### Extrait du document
========================================

2025

Près de 300 heures avec le télescope Webb pour les astronomes de l’IREx!

Lisa Dang, Dhvani Doshi, Michael Radica, Antoine Darveau-Bernier, Joost Wardenier et Caroline Piaulet-G. mènent des programmes qui ont été sélectionnés au Cycle 4.
Lisa Dang, Dhvani Doshi, Michael Radica, Antoine Darveau-Bernier, Joost Wardenier et Caroline Piaulet-G. mènent des programmes qui ont été sélectionnés au Cycle 4.

Depuis le début de ses opérations en 2022, le télescope spatial James Webb (JWST) a permis des avancées scientifiques majeures dans le domaine des exoplanètes, comme la détection de gaz carbonique dans l’atmosphère de la jupiter chaude WASP-39 b ou l’étude de l’exoplanète Trappist-1 b. Cependant, il n’est pas donné à tout le monde d’observer avec le JWST ! Chaque année, l’équipe du télescope offre à la communauté internationale l’opportunité de proposer des programmes d’observation plus ou moins ambitieux à propos d’une large gamme de questions scientifiques. Ensuite, un comité composé d’astrophysiciennes et d’astrophysiciens évalue les propositions et choisit les lauréats. La compétition est féroce : en général, une seule proposition sur neuf se voit attribuer du temps d’observation.

========================================

### Consigne 1
Recopiez mot pour mot le passage de l'article sur le télescope Webb qui commence par « Depuis le début » et se poursuit jusqu'à « du temps d’observation. ».
### Consigne 2
Rédigez la suite de l'article sur le télescope Webb en partant de la fin de sa dernière phrase.
Les enregistrements qui suivent constituent un matériau indépendant de l'article.

### Données fournies

========================================

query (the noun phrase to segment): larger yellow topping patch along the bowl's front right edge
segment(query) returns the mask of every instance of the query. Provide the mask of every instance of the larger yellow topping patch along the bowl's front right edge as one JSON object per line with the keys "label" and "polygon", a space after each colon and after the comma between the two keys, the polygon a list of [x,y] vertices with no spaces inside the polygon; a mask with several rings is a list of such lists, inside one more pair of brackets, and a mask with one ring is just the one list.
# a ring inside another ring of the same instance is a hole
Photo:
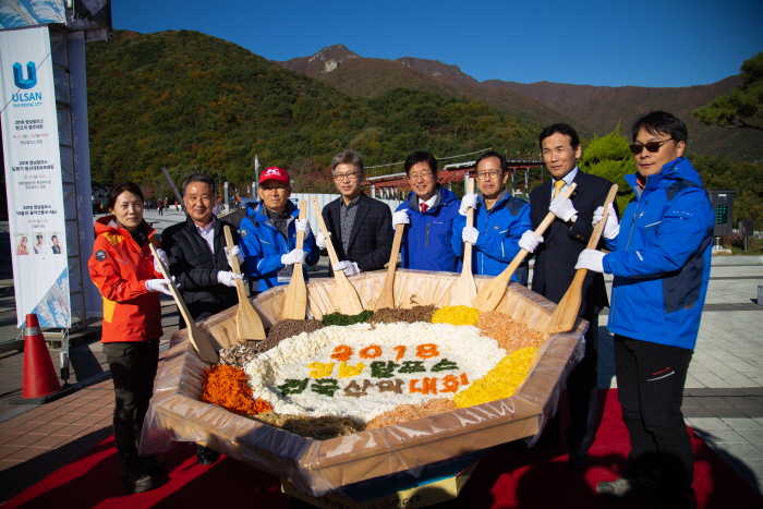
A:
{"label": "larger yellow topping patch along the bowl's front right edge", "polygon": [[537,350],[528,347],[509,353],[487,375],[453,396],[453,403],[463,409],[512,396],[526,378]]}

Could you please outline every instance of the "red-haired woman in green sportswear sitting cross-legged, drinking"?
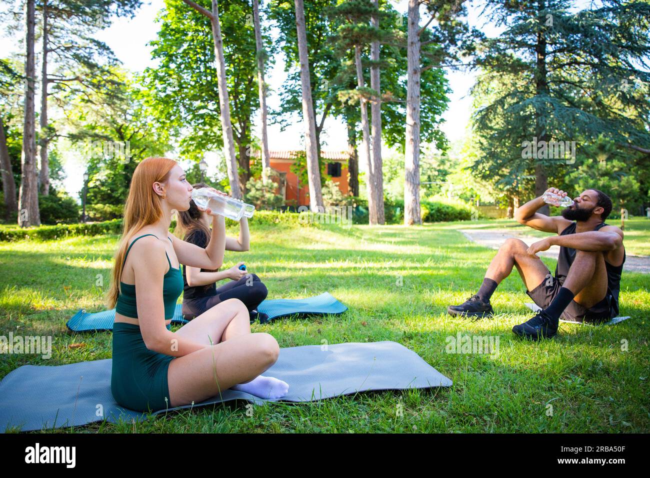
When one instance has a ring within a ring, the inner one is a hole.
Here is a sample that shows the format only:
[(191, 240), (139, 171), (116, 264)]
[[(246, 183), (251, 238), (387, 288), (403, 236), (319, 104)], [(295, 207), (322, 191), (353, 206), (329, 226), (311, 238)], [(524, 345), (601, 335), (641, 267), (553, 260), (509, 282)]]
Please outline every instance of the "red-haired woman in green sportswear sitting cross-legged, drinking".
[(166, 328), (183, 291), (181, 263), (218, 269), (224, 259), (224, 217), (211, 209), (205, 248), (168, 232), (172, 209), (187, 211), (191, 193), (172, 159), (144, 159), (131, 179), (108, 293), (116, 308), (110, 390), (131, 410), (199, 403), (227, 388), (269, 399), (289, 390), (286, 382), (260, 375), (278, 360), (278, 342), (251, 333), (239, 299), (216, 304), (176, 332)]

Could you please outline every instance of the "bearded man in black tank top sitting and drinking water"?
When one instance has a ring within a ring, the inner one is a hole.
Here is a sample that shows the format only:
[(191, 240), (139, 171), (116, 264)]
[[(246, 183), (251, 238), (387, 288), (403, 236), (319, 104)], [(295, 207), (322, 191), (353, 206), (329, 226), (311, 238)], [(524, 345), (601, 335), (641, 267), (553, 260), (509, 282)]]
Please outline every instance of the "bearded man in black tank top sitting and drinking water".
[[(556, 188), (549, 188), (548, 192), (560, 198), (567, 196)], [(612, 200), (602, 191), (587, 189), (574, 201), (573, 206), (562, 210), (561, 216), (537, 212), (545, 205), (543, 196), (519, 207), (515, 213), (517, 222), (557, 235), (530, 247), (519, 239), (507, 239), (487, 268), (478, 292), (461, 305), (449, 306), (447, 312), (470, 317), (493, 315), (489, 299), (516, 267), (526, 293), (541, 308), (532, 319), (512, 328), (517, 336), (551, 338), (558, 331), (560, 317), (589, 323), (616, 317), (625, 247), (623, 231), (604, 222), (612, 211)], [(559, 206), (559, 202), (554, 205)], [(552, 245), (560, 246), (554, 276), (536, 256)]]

========================================

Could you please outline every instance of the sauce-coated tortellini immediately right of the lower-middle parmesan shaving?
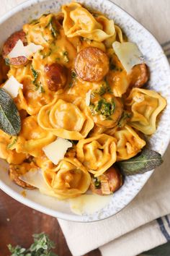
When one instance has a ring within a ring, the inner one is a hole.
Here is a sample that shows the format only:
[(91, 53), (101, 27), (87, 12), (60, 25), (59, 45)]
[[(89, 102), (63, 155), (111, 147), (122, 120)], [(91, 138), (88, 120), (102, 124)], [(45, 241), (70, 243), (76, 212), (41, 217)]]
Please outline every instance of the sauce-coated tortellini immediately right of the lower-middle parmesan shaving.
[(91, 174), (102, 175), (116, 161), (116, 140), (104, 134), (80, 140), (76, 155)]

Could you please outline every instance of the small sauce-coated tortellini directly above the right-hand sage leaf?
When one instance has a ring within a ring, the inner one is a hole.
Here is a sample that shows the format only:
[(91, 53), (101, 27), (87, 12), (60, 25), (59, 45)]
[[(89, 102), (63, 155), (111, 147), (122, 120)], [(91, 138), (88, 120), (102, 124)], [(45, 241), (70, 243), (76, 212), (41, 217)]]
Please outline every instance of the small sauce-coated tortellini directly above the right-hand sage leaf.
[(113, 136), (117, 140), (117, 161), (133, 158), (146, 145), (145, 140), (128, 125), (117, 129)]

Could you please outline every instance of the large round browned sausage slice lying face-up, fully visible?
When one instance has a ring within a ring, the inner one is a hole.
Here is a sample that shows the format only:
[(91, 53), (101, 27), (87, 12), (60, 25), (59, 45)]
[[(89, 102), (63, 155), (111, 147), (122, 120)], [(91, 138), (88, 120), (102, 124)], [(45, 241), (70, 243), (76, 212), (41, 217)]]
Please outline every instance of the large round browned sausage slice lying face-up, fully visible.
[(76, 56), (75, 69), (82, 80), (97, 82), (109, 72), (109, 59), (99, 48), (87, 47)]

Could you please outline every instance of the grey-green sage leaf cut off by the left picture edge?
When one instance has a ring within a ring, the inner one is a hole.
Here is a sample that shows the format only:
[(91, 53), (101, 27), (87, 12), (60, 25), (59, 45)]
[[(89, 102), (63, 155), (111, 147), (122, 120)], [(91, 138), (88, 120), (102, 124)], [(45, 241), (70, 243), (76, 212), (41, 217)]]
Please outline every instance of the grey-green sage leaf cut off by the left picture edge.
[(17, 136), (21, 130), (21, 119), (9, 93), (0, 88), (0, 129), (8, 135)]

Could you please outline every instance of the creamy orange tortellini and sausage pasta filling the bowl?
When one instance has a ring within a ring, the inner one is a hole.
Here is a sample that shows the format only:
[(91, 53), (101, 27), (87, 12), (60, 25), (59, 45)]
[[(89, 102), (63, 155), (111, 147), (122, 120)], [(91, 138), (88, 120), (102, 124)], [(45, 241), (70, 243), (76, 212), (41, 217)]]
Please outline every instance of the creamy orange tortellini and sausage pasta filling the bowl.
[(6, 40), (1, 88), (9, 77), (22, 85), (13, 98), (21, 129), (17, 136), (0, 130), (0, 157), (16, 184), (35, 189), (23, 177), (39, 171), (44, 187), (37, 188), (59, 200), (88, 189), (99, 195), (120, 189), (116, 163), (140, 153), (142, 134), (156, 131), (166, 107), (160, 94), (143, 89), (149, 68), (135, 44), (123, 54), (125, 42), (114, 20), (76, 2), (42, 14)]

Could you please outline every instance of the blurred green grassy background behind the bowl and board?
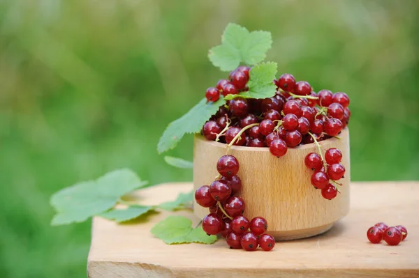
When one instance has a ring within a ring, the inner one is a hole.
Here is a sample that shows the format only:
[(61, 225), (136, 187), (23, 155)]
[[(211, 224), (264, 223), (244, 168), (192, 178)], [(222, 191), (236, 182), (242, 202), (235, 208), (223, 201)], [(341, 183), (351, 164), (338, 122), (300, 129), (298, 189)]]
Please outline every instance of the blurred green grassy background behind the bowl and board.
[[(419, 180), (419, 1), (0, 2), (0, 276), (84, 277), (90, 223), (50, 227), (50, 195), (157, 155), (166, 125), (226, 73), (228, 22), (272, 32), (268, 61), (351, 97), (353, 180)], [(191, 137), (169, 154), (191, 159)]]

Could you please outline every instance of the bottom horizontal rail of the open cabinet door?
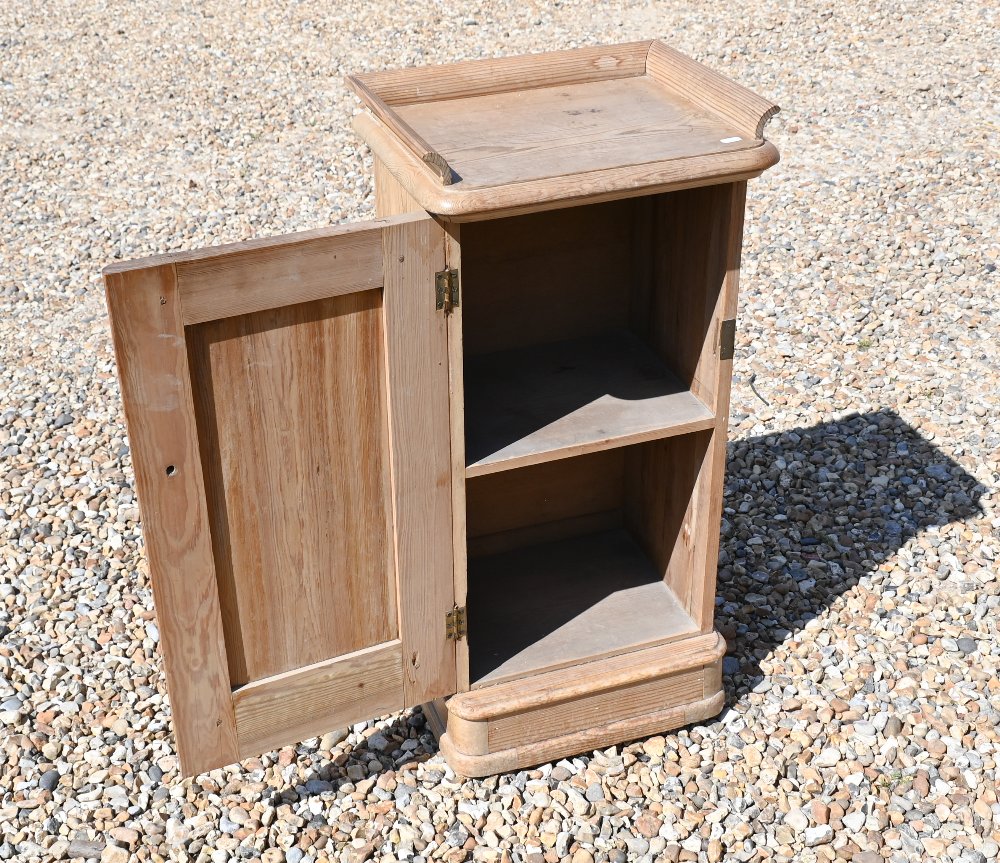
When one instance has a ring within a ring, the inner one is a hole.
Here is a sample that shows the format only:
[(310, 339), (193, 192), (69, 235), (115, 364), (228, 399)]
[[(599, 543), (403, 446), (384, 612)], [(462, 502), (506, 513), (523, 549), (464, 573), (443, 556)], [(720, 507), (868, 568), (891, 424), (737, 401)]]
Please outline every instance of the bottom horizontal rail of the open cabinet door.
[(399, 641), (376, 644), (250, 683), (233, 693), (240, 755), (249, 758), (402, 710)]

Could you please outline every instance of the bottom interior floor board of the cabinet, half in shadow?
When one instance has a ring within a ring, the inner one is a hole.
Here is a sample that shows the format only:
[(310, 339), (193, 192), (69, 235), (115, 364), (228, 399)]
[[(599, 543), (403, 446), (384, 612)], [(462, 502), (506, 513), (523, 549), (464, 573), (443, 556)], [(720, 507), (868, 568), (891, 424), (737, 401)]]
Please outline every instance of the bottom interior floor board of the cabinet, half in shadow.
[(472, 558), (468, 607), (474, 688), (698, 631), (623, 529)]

========================================

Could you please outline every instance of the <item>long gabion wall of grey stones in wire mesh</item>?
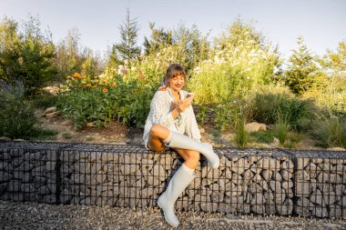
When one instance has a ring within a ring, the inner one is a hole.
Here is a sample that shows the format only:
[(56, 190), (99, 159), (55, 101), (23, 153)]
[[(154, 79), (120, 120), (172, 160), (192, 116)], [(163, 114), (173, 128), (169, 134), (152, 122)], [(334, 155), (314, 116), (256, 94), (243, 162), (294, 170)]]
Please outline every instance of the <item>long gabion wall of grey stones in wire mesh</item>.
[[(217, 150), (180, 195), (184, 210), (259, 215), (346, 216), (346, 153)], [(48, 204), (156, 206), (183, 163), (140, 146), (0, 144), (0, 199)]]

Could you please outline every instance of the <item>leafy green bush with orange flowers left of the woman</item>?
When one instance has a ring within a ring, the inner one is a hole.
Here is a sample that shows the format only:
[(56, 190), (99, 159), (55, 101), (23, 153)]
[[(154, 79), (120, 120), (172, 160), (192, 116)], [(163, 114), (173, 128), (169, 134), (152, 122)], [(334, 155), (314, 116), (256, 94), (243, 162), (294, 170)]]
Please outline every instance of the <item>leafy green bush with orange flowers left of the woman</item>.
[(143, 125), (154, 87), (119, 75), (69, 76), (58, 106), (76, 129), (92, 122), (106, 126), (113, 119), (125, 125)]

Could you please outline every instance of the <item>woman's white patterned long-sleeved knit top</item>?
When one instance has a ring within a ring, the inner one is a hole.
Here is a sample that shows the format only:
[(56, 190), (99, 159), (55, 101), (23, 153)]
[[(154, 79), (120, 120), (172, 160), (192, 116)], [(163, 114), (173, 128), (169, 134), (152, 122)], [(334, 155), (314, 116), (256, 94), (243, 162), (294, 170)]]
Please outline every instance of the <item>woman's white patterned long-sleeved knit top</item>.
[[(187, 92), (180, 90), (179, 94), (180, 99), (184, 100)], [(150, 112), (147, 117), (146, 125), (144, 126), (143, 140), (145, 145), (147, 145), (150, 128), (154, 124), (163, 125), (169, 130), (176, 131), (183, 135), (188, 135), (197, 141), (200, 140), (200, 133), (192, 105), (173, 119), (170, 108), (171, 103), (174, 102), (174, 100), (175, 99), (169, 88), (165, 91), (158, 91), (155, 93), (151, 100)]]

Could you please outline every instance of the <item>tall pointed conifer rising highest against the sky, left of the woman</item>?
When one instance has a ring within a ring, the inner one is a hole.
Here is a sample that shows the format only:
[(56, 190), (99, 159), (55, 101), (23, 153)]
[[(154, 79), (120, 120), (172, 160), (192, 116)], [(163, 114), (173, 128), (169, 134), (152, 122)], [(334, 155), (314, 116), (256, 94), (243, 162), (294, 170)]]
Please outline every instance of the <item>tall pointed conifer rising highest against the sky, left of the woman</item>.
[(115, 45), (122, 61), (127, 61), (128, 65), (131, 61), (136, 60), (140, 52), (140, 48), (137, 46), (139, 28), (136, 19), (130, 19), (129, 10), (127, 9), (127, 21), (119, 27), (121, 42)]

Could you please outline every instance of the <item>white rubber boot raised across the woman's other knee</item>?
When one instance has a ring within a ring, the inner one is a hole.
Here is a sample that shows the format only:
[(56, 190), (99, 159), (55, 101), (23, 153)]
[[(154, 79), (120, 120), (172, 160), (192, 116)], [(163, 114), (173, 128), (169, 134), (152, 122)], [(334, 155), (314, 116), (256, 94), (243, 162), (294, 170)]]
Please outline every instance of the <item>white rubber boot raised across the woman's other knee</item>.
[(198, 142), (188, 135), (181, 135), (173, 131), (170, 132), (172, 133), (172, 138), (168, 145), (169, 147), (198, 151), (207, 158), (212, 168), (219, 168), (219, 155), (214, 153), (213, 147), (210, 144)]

========================================

### Réponse attendue 1
Depuis le début de ses opérations en 2022, le télescope spatial James Webb (JWST) a permis des avancées scientifiques majeures dans le domaine des exoplanètes, comme la détection de gaz carbonique dans l’atmosphère de la jupiter chaude WASP-39 b ou l’étude de l’exoplanète Trappist-1 b. Cependant, il n’est pas donné à tout le monde d’observer avec le JWST ! Chaque année, l’équipe du télescope offre à la communauté internationale l’opportunité de proposer des programmes d’observation plus ou moins ambitieux à propos d’une large gamme de questions scientifiques. Ensuite, un comité composé d’astrophysiciennes et d’astrophysiciens évalue les propositions et choisit les lauréats. La compétition est féroce : en général, une seule proposition sur neuf se voit attribuer du temps d’observation.

### Réponse attendue 2
Le 11 mars dernier, le Space Telescope Science Institute (STScI) a révélé les résultats pour le cycle 4. Au total, sur les 2346 programmes proposés, 274 ont été retenus pour cette quatrième année d’observation de JWST, qui s’étalera entre juillet 2025 et juin 2026, pour un total de 8500 heures d’observation. Comme pour les précédents cycles, le Canada a obtenu une importante part de ce temps d’observation, avec 11 programmes retenus menés par des chercheurs et chercheuses canadiens, pour un total de 10% du temps d’observation!

L’équipe de l’IREx, forte d’une expertise unique acquise au fil des cycles précédents, notamment grâce à ses programmes d’observations en « temps garantis » liés à la contribution canadienne à la construction du télescope, a obtenu un record de 165 heures d’observation. En prime, deux jeunes chercheurs récemment diplômés de l’Université de Montréal ont vu leurs projets sélectionnés, cumulant à eux deux un total de 133 heures!

Voici les programmes menés par des membres de notre équipe qui ont été sélectionnés:

Sonder les mondes infernaux

Lisa Dang. Photo fournie par elle-même.

Chercheuse principale (PI): Lisa Dang, chercheuse postdoctorale à l’IREx/UdeM
Co-chercheurs principaux (Co-PI) : N/A
Co-chercheur.se.s (Co-I)
: Nicolas Cowan, Mahesh Herath, Romain Allart, Joost Wardernier, Giang Nguyen de l’IREx et 28 co-chercheur.ses.s de partout dans le monde
Temps obtenu: 100.5 heures avec l’instrument MIRI, en mode spectroscopie à basse résolution

Les planètes de lave, des planètes telluriques situées très près de leur étoile, offrent une occasion unique d’en apprendre davantage sur les exoplanètes rocheuses et leur intérieur. Chauffées à des températures extrêmement élevées, ces planètes présentent une surface de magma en fusion, exposée en permanence et en constante évaporation.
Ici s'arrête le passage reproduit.